■ Given information ■

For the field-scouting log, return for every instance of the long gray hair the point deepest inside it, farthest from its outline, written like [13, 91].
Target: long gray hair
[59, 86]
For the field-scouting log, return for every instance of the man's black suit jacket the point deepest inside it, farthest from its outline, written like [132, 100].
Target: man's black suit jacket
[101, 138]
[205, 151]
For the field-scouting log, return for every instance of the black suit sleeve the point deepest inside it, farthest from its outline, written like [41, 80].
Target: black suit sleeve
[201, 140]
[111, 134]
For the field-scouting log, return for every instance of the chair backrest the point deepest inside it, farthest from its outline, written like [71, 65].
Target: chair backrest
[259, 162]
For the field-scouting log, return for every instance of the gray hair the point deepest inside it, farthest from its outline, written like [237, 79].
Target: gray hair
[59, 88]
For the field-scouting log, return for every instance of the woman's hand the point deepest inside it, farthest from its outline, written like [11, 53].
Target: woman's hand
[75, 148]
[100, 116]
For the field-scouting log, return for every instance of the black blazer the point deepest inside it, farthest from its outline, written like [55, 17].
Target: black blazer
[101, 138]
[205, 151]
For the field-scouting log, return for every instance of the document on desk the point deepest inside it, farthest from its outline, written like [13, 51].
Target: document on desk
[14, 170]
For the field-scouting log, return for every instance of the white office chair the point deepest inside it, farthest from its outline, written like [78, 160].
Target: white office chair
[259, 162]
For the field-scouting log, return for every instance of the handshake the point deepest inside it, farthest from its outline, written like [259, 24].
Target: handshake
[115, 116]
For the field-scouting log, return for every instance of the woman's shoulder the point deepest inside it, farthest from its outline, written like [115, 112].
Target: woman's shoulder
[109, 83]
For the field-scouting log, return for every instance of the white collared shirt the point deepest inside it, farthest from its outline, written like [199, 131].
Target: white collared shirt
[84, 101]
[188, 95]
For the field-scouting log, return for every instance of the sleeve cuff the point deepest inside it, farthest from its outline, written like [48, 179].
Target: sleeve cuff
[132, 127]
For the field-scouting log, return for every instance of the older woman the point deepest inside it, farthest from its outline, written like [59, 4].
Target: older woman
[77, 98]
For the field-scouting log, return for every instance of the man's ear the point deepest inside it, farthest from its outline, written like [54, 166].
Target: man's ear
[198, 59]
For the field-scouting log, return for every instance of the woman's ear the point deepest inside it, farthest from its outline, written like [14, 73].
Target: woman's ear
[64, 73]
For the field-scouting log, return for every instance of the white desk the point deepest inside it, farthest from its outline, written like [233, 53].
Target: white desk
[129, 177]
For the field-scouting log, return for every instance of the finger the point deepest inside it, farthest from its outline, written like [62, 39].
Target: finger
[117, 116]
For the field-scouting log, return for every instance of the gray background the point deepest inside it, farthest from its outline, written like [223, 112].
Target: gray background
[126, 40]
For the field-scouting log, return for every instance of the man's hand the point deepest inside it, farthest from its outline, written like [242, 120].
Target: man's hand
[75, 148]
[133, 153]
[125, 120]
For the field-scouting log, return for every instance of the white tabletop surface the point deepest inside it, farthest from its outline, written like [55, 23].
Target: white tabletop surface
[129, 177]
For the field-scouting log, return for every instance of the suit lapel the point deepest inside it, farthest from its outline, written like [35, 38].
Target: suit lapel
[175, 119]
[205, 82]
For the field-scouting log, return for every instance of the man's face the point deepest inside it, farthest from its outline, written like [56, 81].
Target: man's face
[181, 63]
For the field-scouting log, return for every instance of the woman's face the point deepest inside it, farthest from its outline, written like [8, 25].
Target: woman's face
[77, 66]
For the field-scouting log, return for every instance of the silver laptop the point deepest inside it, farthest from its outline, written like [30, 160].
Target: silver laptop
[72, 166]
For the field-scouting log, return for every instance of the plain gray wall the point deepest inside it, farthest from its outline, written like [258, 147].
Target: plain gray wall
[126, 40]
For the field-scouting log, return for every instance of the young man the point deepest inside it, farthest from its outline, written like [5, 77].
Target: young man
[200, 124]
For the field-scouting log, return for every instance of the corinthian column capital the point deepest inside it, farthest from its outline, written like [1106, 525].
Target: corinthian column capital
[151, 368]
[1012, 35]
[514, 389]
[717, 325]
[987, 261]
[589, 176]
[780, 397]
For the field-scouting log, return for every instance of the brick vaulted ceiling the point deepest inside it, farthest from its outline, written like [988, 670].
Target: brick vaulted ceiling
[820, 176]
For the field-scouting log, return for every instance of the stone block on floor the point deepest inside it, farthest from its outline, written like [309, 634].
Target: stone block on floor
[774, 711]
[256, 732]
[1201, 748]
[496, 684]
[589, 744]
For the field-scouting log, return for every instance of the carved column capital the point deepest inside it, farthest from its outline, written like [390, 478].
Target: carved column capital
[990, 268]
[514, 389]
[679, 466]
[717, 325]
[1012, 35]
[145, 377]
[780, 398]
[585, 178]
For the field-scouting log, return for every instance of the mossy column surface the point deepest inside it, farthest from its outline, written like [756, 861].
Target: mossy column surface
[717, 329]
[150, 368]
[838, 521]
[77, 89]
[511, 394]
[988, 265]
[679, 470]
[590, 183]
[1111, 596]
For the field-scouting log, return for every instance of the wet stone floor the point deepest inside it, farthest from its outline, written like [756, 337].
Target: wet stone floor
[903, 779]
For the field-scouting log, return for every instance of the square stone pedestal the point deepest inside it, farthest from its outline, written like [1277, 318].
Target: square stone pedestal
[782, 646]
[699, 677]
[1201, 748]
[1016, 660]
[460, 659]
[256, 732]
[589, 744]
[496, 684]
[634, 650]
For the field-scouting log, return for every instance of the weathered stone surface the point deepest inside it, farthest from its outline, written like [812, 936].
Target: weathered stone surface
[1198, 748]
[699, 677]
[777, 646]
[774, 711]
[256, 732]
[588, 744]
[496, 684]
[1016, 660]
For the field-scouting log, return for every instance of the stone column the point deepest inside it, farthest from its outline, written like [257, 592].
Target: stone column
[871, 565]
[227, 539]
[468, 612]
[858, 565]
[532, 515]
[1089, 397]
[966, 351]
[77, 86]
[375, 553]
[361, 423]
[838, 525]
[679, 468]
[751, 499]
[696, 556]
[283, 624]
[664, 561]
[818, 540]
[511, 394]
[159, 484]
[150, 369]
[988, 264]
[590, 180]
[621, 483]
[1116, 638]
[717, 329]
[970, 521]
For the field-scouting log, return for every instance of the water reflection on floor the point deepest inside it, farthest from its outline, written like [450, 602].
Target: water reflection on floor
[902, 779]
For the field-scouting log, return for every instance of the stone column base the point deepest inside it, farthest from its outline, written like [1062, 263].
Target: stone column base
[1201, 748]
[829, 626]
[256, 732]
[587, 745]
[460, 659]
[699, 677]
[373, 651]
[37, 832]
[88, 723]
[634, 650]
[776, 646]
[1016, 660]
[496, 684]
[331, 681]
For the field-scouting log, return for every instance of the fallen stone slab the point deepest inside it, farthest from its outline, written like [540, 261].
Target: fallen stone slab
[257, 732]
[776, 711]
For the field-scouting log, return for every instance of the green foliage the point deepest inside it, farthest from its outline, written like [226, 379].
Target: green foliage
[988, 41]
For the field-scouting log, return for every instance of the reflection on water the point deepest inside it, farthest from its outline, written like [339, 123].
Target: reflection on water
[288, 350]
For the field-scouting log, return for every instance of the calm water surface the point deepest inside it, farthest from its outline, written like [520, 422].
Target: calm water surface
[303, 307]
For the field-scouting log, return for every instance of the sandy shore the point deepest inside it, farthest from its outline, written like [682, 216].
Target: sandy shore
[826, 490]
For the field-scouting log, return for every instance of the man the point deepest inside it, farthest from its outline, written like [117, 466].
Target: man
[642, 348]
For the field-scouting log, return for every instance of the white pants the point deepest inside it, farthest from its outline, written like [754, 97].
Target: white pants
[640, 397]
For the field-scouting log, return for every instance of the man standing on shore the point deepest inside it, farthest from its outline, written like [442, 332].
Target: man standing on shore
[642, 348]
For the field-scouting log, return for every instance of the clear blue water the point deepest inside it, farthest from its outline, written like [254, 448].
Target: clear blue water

■ Work instructions ■
Look through the data above and return each line where the string "clear" occurs.

■ Answer for this exercise ■
For the field-scouting log, return for every instance of the clear blue water the point deepest inside it, farthest from its outline, written like [254, 448].
Target: clear blue water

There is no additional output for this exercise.